• [What is asked]
Everything from the line containing "Place a pin on every instance of the street" through the final line of the records must be transcribed verbatim; nothing else belongs in the result.

[Excerpts of location labeling data]
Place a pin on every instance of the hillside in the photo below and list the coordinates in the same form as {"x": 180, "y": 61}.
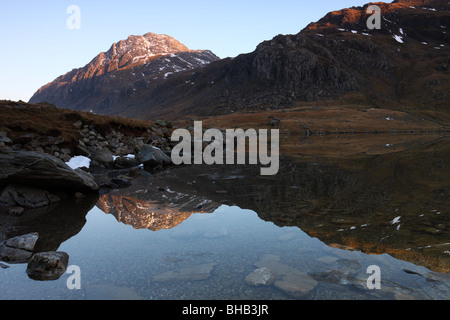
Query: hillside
{"x": 126, "y": 70}
{"x": 335, "y": 61}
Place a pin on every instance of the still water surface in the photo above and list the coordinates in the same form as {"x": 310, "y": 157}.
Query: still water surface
{"x": 197, "y": 233}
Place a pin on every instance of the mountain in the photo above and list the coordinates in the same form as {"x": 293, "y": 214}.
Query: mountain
{"x": 127, "y": 68}
{"x": 338, "y": 60}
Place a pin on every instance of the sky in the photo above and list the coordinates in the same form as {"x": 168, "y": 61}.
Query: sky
{"x": 37, "y": 46}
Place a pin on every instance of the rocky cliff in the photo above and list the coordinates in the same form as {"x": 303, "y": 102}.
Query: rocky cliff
{"x": 402, "y": 66}
{"x": 123, "y": 72}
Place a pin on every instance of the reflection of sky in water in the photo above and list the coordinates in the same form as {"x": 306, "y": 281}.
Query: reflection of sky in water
{"x": 118, "y": 261}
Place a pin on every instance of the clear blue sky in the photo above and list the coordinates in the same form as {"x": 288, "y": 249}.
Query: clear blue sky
{"x": 36, "y": 46}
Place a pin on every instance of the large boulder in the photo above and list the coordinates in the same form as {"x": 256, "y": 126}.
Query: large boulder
{"x": 103, "y": 157}
{"x": 152, "y": 157}
{"x": 26, "y": 197}
{"x": 42, "y": 171}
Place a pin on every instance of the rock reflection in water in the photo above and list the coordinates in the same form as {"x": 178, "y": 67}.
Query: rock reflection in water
{"x": 393, "y": 203}
{"x": 55, "y": 224}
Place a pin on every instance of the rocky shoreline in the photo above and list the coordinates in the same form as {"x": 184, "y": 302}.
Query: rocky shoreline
{"x": 36, "y": 172}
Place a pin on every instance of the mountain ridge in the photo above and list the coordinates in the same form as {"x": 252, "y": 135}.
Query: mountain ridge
{"x": 402, "y": 66}
{"x": 136, "y": 60}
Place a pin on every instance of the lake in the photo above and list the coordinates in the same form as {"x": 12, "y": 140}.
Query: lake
{"x": 312, "y": 232}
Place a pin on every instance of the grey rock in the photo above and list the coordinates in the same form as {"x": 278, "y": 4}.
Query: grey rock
{"x": 42, "y": 171}
{"x": 23, "y": 139}
{"x": 27, "y": 197}
{"x": 16, "y": 211}
{"x": 18, "y": 249}
{"x": 103, "y": 156}
{"x": 196, "y": 273}
{"x": 111, "y": 293}
{"x": 153, "y": 157}
{"x": 47, "y": 266}
{"x": 261, "y": 277}
{"x": 292, "y": 282}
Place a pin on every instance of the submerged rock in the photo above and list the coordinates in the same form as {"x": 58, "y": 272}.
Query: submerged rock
{"x": 292, "y": 282}
{"x": 107, "y": 292}
{"x": 18, "y": 249}
{"x": 196, "y": 273}
{"x": 261, "y": 277}
{"x": 46, "y": 266}
{"x": 152, "y": 157}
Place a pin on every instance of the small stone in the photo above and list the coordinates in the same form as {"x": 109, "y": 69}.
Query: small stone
{"x": 46, "y": 266}
{"x": 261, "y": 277}
{"x": 196, "y": 273}
{"x": 16, "y": 211}
{"x": 79, "y": 195}
{"x": 18, "y": 249}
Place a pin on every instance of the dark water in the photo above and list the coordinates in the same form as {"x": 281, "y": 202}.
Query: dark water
{"x": 198, "y": 232}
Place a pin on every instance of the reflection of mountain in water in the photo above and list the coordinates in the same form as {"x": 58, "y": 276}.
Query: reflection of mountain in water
{"x": 392, "y": 203}
{"x": 55, "y": 224}
{"x": 166, "y": 209}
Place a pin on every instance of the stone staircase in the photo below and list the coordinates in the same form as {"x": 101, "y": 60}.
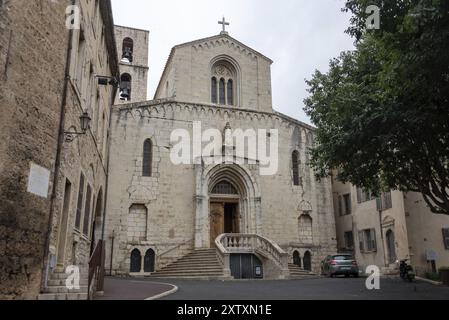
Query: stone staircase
{"x": 297, "y": 273}
{"x": 198, "y": 265}
{"x": 391, "y": 270}
{"x": 57, "y": 289}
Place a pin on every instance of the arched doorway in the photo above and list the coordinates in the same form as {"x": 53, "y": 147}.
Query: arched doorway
{"x": 148, "y": 263}
{"x": 297, "y": 259}
{"x": 136, "y": 261}
{"x": 97, "y": 221}
{"x": 391, "y": 247}
{"x": 242, "y": 206}
{"x": 224, "y": 209}
{"x": 308, "y": 261}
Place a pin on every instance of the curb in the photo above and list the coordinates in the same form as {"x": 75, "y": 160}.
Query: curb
{"x": 165, "y": 294}
{"x": 435, "y": 283}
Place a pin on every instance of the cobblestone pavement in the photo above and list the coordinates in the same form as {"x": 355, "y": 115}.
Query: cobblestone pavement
{"x": 133, "y": 289}
{"x": 317, "y": 289}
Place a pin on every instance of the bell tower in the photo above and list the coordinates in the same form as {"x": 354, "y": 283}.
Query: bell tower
{"x": 132, "y": 50}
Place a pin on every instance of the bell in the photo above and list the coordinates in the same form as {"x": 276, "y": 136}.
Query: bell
{"x": 127, "y": 55}
{"x": 124, "y": 94}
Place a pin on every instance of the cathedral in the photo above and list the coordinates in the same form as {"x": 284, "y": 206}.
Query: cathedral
{"x": 217, "y": 213}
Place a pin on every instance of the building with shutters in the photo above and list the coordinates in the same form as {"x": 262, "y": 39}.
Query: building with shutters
{"x": 381, "y": 230}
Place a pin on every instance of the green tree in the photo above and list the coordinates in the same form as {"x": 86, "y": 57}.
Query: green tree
{"x": 382, "y": 110}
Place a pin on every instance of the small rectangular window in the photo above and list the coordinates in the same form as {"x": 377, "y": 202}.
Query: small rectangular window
{"x": 349, "y": 240}
{"x": 347, "y": 203}
{"x": 79, "y": 206}
{"x": 86, "y": 221}
{"x": 446, "y": 238}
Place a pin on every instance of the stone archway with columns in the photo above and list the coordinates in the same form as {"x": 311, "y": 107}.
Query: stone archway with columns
{"x": 250, "y": 199}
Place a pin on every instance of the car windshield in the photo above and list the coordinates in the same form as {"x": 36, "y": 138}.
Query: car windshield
{"x": 342, "y": 258}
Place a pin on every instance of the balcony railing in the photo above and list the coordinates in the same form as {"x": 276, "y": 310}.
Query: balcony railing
{"x": 228, "y": 244}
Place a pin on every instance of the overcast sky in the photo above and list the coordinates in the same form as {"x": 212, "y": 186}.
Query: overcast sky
{"x": 298, "y": 35}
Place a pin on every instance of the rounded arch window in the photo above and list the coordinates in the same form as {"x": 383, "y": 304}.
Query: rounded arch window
{"x": 125, "y": 87}
{"x": 224, "y": 81}
{"x": 127, "y": 50}
{"x": 225, "y": 188}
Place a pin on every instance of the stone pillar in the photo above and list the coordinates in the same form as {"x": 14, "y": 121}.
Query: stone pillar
{"x": 199, "y": 204}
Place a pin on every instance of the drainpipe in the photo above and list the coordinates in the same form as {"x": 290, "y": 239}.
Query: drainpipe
{"x": 46, "y": 265}
{"x": 382, "y": 238}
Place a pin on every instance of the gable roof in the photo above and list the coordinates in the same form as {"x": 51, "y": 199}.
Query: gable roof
{"x": 223, "y": 35}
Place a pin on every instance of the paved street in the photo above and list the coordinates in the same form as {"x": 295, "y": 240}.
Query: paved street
{"x": 133, "y": 289}
{"x": 318, "y": 289}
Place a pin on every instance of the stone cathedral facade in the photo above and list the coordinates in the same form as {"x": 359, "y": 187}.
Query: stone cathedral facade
{"x": 159, "y": 212}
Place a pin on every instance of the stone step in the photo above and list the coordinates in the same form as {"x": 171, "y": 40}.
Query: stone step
{"x": 194, "y": 266}
{"x": 63, "y": 276}
{"x": 200, "y": 256}
{"x": 195, "y": 262}
{"x": 61, "y": 282}
{"x": 196, "y": 278}
{"x": 199, "y": 272}
{"x": 66, "y": 296}
{"x": 64, "y": 289}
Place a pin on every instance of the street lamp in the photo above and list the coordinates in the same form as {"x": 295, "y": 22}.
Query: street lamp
{"x": 84, "y": 123}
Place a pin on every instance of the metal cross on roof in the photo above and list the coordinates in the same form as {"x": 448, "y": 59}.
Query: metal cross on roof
{"x": 224, "y": 23}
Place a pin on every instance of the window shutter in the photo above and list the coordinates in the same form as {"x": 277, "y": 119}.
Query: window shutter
{"x": 362, "y": 241}
{"x": 379, "y": 204}
{"x": 340, "y": 205}
{"x": 373, "y": 240}
{"x": 446, "y": 238}
{"x": 387, "y": 201}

• [Worked answer]
Place a pin on every instance of the street lamp in the photo above and list the coordinates in the same form as {"x": 295, "y": 22}.
Query: street lamp
{"x": 84, "y": 123}
Place a pin on every instance of the metal cross on roof in the photo above and list the coordinates in the same form as {"x": 448, "y": 59}.
Query: metal cross on roof
{"x": 224, "y": 23}
Place a pin on every instance of the window shutter in the photo above and list the coordinates in the same form as {"x": 277, "y": 119}.
Query: window shutter
{"x": 362, "y": 241}
{"x": 379, "y": 204}
{"x": 340, "y": 205}
{"x": 373, "y": 240}
{"x": 446, "y": 238}
{"x": 387, "y": 201}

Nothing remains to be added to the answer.